GIVEN PASSAGE |
::::

# It's Time To Build Your Universe!



## dwayne (Apr 29, 2016)

Its been a long wait, but almost there will be getting all three in hardcover.


----------



## neobolts (Apr 29, 2016)

Also excited that I will be getting OLD and NEW in hardcover. There's really something to be said for the tactile experience of books in role-playing. Didn't bump NOW up to hardcover, but I'm wishing I had done so.


----------



## EternalDungeonMaster (Apr 29, 2016)

How do you get the WOIN books in hardcover?


----------



## Morrus (Apr 29, 2016)

CNYGamer99 said:


> How do you get the WOIN books in hardcover?




You have to wait, I'm afraid. 

At the moment, softcover only. The hardcover compilations are coming soon though.


----------



## EternalDungeonMaster (Apr 29, 2016)

Okay, thank you.

Soon as in "sometime in the coming weeks" or soon as in "put it on your Christmas wish list"?


----------



## Morrus (Apr 29, 2016)

The Kickstarter backers have to get theirs first, so general release will be after that. I don't want to be more specific than that, though - we're going as fast as possible, but there are too many factors I don't have control over, time-wise.


----------



## DM Howard (Apr 30, 2016)

I will definitely pick the future books up once they are in hardcover as well.

Edit: I actually got so excited about this that I went ahead and bought the Softcovers and PDFs for all the Future stuff out on DTRPG and then I'll pick up the hardcovers later!


----------



## JohnLynch (May 1, 2016)

So what universes are people building? Here's what I've got.

Big Picture: Chartered Space probably encompasses around 750 light years of space. The "home nation" that players are expected to belong to encompasses only a third of that with not much being known about the other two thirds of Chartered Space (both belonging to their respective interstellar nations).

Where & When: Using a fictional Stardate dating method, the exact time is unknown but is likely to be somewhere around the 23rd century with the action taking place in the Orion Arm (which is a REALLY big part of space when you start looking at Warp speeds).

Theme: Exploration and hope. When humanity discovered how to travel to other worlds, they stepped into a rather dark galaxy filled with war and turmoil. Humanity, of course, added their own misery and hate into the mix. However that all finally came to an end with the formation of the League of Planets. Now, 70 years after the League's formation, the first starships of a brand new deep space research program will see the League send out research vessels into unchartered space where they will discover strange new phenomena and make contact with brand new species. It is the League's first major project since it's founding and represents the League maturing and stepping onto the Interstellar stage. Of course, the Spartan Empire which the League is ostensbily at peace with will likely be encountered. Out in unchartered space, far from the navies of their respective interstellar nations, who knows how things will play out.

::::

ENTRIES SHOWN |
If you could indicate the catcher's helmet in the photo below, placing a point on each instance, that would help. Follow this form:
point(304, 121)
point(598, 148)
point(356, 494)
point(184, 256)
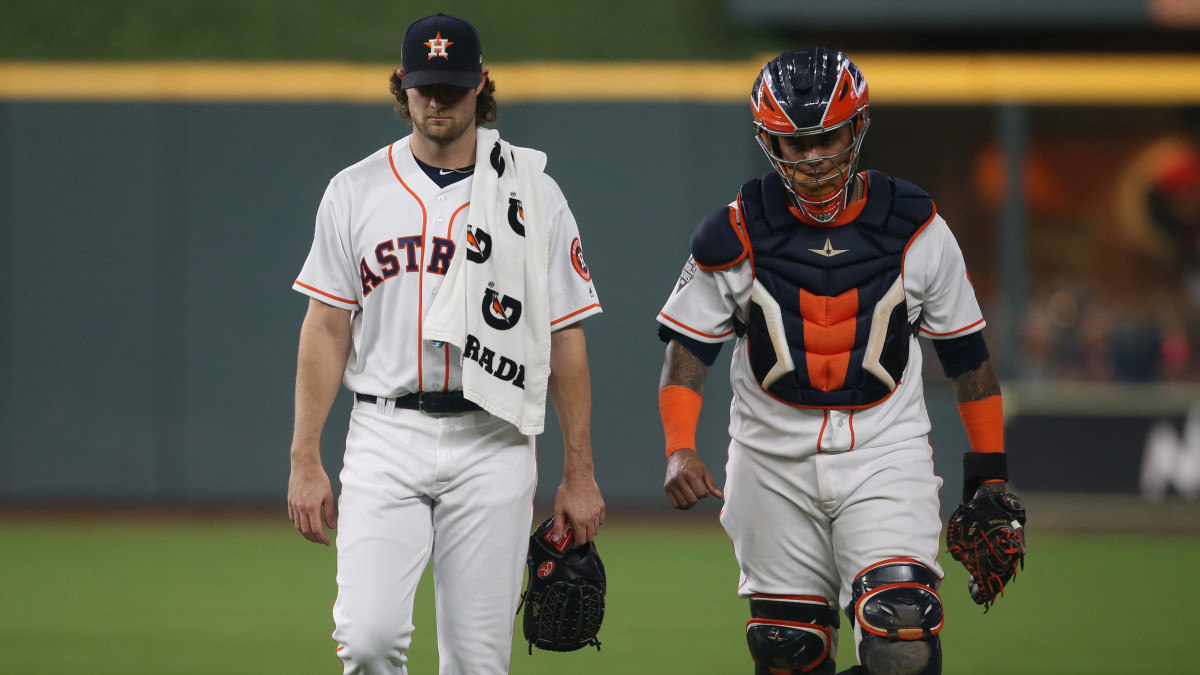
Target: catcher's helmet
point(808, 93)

::::

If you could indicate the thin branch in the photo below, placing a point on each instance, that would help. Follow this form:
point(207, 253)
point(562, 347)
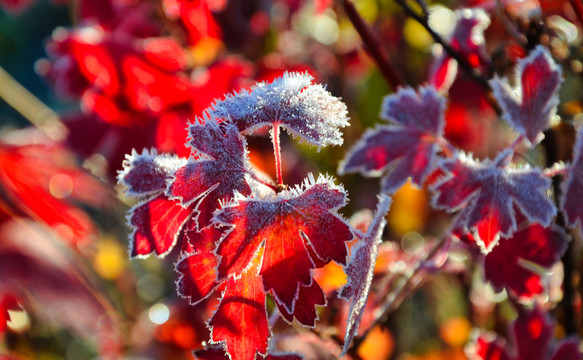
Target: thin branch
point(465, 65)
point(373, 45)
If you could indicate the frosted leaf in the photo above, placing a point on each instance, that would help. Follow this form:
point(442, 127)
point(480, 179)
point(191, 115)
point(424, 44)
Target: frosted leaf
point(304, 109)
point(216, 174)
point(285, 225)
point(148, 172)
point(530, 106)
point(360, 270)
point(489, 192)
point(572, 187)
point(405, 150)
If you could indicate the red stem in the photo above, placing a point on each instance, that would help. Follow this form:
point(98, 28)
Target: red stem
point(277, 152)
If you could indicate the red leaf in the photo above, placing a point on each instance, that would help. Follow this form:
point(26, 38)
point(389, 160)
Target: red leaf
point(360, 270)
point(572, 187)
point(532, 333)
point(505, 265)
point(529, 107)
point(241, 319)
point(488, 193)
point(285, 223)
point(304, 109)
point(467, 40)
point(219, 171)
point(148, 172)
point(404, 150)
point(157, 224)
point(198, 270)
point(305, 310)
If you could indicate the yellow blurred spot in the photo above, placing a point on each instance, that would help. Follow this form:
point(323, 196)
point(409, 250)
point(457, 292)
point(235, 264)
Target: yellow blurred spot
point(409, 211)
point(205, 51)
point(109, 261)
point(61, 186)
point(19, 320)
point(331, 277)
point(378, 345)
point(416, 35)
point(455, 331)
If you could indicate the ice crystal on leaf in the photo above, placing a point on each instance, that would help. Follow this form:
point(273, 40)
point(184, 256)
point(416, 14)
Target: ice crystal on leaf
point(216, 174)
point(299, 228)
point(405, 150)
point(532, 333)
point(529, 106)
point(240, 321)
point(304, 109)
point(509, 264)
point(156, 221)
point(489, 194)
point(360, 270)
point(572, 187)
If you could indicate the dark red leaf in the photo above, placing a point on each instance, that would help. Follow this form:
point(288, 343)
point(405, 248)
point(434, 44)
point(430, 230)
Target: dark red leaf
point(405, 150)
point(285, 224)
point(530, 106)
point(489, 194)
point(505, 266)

::::

DIRECTIVES |
1 - In the forum thread about building a universe, who has to receive their hardcovers before the general release?
2 - List every username that heads a post in the forum thread about building a universe, counting each name only once.
3 - Please continue the forum thread about building a universe from its last post onward.

RESPONSES |
1 - The Kickstarter backers.

2 - dwayne, neobolts, EternalDungeonMaster, Morrus, DM Howard, JohnLynch

3 -
Genre: Somewhere between Hard Sci-Fi (Genre A) and Space Opera (Genre C). I question the placement of either Star Trek as Sci-Fi (Genre B) or psionics as being Space Opera-ish. Star Trek has more then it's fair share of psionics (how many psionic alien species did Kirk and company meet? How many vulcan mind melds did they go through? What about Next Generation's counseling empath?). The exact role of psionics has yet to be fully determined though. I'm swaying between "it's there for anyone who wants to explore it, but not the central focus" to "it's an intrinsic part of the setting".

Technology/Advancement: I'm going with AL 8. Although there has been an interstellar community for quite some time in one form or another, warp drive technology was really only first advanced a hundred years ago by human scientists. The previous rulers over what is now League Space had relied upon gateway technology which created artificial wormholes which had been adapted from artefacts left behind by an ancient alien civilization. For the specific technology decisions:

FTL: The maximum engine that the League of Planets has is a Panwatch-Microbeam EA-2 antimatter engine, which allows a Class X Cruiser to go at Warp 5 while a Class V Carrier can travel at Warp 11. 
Transporters: TOS created transporters due to budgetary constraints. I'm not limited by them so I'm tempted not to include them. Including them gives the players a lot of easy ways to bypass various different obstacles. I might go the Star Trek: Enterprise route and include them, but have them be unreliable and dangerous. If the obstacles are "boring" and get in the way of "fun" I can either stop including them or have the "technical difficulties rendering transporters unsafe" get solved thus allowing them to be used.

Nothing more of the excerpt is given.